▸ **What needs to be done**
Starting with the first line of the data that follows, transcribe every line verbatim until the line containing "# test: for every instance of the stone paving, mark" has been transcribed.

Dataset entries
================================

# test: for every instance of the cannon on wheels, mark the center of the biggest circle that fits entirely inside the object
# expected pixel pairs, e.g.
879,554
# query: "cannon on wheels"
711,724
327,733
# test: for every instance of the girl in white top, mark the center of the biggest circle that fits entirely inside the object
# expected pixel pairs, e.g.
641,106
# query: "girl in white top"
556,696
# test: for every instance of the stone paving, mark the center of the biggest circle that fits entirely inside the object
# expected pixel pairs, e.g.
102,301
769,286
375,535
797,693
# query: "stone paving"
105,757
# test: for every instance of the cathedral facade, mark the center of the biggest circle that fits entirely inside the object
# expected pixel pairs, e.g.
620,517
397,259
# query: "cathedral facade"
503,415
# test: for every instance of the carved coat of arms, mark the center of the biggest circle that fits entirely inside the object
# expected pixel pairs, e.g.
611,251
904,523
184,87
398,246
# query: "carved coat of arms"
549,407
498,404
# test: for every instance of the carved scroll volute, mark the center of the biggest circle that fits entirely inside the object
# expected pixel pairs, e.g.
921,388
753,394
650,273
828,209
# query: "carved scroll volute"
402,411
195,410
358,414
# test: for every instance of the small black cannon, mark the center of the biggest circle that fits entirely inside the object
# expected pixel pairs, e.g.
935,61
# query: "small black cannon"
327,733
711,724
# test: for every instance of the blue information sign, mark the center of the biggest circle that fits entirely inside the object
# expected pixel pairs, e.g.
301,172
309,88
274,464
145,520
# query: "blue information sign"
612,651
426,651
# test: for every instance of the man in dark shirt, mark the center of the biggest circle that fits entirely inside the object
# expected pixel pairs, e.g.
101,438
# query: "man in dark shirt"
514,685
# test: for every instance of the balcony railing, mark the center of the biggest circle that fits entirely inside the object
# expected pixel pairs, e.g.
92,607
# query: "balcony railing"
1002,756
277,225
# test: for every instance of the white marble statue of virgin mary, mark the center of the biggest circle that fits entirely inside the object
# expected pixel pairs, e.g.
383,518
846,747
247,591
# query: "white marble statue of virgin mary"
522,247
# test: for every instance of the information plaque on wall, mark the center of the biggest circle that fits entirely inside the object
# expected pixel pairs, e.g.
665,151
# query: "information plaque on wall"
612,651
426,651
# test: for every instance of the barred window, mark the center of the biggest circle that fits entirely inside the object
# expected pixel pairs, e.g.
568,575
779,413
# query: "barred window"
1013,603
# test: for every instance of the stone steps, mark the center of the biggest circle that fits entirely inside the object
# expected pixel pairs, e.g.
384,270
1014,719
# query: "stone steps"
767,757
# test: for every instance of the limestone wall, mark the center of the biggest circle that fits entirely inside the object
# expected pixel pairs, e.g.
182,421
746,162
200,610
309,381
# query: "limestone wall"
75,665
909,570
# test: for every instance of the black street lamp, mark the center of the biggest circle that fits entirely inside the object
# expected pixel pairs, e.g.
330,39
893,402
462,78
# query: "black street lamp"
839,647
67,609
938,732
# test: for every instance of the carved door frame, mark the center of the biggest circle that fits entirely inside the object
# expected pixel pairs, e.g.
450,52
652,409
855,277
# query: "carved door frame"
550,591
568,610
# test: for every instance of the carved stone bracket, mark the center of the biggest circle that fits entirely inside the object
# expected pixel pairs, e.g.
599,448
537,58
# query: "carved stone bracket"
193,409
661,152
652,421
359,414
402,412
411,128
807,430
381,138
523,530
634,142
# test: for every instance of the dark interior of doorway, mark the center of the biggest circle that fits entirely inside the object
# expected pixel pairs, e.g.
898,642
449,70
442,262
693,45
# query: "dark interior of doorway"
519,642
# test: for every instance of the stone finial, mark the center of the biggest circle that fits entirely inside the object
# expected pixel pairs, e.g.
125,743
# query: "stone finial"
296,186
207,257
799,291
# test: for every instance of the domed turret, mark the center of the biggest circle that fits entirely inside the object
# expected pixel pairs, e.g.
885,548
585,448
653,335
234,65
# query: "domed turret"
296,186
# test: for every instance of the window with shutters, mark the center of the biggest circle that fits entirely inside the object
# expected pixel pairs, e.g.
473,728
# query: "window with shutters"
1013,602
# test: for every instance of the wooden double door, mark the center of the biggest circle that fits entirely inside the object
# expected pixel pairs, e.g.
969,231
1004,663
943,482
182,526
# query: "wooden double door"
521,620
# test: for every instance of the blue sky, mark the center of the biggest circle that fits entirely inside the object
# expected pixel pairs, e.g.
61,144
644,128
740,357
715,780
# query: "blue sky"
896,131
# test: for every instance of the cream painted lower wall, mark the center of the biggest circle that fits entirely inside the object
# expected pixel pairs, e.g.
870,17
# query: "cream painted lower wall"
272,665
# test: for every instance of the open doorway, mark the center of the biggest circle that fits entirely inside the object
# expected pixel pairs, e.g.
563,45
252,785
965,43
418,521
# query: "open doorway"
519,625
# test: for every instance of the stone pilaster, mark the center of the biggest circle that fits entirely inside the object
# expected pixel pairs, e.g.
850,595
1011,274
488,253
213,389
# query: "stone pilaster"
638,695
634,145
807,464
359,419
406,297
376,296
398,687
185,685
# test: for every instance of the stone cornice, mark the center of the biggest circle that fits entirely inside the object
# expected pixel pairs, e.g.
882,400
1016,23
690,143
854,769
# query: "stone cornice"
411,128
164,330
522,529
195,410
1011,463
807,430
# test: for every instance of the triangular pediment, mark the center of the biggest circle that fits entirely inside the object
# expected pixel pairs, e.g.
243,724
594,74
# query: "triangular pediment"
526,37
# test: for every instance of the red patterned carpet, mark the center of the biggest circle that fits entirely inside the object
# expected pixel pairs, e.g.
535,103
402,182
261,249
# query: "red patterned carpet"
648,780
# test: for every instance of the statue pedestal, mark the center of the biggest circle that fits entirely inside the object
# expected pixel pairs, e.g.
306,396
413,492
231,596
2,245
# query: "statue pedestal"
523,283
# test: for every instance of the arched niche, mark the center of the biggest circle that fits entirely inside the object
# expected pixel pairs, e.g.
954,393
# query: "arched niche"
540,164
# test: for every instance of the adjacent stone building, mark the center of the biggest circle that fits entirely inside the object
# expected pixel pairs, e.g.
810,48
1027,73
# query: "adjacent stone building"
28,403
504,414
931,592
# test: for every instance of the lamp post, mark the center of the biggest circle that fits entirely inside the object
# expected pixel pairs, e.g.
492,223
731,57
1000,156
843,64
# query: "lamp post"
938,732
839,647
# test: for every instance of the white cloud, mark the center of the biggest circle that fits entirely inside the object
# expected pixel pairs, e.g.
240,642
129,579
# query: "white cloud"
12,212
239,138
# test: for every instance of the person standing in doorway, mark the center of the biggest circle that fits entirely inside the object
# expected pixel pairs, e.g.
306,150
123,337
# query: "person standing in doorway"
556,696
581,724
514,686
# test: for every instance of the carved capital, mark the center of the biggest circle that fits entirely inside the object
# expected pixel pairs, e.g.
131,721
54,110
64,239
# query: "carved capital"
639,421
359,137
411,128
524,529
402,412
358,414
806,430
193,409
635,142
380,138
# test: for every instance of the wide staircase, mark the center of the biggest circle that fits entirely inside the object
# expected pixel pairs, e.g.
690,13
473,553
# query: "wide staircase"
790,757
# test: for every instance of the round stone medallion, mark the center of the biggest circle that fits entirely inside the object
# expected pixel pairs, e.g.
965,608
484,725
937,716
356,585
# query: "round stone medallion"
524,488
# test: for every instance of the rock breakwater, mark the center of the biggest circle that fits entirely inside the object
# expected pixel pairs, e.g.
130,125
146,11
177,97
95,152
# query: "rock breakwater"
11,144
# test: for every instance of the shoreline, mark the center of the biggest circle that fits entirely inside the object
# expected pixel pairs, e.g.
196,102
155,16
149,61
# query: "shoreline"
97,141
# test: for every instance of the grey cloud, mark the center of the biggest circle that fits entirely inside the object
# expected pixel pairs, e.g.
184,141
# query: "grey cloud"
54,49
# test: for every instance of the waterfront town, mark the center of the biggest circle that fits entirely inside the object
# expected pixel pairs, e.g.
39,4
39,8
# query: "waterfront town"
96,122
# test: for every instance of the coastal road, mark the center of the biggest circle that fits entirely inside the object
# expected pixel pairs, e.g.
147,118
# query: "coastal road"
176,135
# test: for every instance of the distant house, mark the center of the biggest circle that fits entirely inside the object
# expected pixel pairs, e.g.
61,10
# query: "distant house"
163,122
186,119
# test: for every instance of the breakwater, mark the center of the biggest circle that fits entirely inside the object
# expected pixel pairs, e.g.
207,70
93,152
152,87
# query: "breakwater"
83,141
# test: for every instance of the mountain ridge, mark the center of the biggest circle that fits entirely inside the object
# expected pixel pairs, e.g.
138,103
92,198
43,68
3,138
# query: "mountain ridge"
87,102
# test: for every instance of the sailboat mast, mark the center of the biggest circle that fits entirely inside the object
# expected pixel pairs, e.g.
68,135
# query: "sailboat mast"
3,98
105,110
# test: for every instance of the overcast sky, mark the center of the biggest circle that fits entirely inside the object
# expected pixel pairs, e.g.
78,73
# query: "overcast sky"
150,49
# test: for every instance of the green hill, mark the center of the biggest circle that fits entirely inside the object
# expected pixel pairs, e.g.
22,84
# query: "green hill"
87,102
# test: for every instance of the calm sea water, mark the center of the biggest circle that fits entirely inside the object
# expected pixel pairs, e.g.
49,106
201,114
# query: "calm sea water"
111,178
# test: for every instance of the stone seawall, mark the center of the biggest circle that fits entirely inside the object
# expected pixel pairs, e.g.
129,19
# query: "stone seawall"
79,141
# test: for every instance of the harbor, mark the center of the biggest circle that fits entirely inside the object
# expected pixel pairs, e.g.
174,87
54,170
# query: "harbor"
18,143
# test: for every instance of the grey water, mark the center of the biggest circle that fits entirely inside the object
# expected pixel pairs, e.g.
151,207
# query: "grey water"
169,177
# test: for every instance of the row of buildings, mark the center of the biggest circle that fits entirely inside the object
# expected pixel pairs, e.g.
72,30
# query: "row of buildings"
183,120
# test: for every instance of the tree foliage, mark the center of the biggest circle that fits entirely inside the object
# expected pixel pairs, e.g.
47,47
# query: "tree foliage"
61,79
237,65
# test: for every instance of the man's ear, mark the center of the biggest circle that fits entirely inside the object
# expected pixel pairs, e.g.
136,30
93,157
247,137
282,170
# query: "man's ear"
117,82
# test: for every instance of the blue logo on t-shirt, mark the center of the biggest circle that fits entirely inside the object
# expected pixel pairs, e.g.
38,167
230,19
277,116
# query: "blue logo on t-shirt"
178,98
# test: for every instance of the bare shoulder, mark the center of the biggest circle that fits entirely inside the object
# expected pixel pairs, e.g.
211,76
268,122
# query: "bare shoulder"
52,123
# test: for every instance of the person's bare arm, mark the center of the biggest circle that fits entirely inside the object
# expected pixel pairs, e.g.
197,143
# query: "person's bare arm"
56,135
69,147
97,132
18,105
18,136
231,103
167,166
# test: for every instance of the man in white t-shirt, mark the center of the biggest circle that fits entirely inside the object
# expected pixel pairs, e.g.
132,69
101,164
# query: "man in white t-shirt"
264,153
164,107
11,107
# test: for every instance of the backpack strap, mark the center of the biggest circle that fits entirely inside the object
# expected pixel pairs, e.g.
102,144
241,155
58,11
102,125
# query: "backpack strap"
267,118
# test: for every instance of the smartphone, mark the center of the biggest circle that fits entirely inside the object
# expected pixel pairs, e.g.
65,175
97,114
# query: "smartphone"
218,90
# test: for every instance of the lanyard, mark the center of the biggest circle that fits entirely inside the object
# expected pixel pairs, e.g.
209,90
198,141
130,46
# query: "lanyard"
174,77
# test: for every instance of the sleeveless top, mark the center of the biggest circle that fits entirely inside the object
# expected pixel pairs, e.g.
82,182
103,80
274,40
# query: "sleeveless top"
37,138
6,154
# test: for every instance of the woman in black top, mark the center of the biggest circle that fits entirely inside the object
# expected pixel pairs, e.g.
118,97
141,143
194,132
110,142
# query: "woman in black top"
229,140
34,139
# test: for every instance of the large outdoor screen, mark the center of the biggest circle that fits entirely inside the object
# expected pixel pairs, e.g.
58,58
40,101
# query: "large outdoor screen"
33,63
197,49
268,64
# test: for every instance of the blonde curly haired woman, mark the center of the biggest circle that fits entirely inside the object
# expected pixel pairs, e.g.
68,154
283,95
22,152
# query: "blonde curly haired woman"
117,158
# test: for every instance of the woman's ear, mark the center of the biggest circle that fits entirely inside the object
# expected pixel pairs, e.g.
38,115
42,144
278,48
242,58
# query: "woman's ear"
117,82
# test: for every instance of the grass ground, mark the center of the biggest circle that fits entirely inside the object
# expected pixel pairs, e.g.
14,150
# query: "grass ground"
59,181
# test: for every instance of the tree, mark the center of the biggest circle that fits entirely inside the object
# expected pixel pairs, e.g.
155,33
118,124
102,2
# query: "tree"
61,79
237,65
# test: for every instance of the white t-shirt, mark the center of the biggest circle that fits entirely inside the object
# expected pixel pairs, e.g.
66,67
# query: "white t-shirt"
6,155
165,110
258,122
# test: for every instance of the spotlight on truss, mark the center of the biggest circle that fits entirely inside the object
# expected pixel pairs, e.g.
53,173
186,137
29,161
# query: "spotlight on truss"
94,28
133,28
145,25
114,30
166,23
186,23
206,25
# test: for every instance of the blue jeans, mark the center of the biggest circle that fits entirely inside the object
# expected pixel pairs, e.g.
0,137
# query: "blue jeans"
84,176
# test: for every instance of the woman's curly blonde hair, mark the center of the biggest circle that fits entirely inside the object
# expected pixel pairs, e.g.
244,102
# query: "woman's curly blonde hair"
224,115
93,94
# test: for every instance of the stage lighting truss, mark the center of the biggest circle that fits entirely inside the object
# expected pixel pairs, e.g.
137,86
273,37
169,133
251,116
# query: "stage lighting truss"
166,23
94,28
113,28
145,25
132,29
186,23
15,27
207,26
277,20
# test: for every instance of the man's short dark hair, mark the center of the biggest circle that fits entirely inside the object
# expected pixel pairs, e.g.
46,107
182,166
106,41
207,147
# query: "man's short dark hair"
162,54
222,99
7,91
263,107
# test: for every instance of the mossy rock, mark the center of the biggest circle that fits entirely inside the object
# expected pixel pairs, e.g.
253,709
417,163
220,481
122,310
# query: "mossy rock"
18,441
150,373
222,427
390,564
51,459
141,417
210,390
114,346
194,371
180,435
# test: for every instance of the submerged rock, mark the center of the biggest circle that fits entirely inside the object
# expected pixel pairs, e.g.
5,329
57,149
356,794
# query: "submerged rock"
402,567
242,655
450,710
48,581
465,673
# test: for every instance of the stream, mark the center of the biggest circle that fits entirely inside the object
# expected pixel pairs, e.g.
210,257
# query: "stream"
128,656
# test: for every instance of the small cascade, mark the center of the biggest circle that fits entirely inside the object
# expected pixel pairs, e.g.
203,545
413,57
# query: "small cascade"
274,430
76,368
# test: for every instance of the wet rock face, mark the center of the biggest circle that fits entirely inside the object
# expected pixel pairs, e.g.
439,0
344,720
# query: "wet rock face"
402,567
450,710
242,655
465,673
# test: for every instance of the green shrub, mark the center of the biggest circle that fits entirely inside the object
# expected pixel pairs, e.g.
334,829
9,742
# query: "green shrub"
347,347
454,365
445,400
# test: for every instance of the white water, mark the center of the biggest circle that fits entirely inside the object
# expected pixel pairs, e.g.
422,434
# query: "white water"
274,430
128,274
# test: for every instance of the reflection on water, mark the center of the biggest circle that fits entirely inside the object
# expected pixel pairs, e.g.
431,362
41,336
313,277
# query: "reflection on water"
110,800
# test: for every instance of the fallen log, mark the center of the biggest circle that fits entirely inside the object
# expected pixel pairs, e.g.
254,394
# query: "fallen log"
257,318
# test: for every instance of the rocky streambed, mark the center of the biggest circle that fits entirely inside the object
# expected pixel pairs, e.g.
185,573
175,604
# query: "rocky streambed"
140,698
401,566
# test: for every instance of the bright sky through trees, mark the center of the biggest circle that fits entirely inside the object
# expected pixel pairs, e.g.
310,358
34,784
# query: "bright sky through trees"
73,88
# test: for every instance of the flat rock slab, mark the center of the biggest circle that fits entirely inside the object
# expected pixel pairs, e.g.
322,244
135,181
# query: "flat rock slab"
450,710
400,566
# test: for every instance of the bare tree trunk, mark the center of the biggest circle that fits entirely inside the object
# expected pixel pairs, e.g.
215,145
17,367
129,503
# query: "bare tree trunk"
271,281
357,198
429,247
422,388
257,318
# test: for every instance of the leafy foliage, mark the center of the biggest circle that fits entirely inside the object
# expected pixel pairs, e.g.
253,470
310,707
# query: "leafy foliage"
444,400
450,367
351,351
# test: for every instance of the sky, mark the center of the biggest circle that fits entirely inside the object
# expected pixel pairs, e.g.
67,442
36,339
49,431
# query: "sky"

================================

▸ **Written reply**
# test: for every instance of the cannon on wheels, mark the center of the biggest circle that fits entirely inside the object
# expected pixel pairs, e.g.
879,554
# query: "cannon on wheels"
711,724
327,733
# test: for every instance of the girl in white top, mark the center of the biggest circle that fits entirely inside the object
# expected pixel pairs, e.g.
641,106
# query: "girl in white top"
556,696
# test: for every instance of the stone paving, mark the center of the biggest circle that fits entirely inside the object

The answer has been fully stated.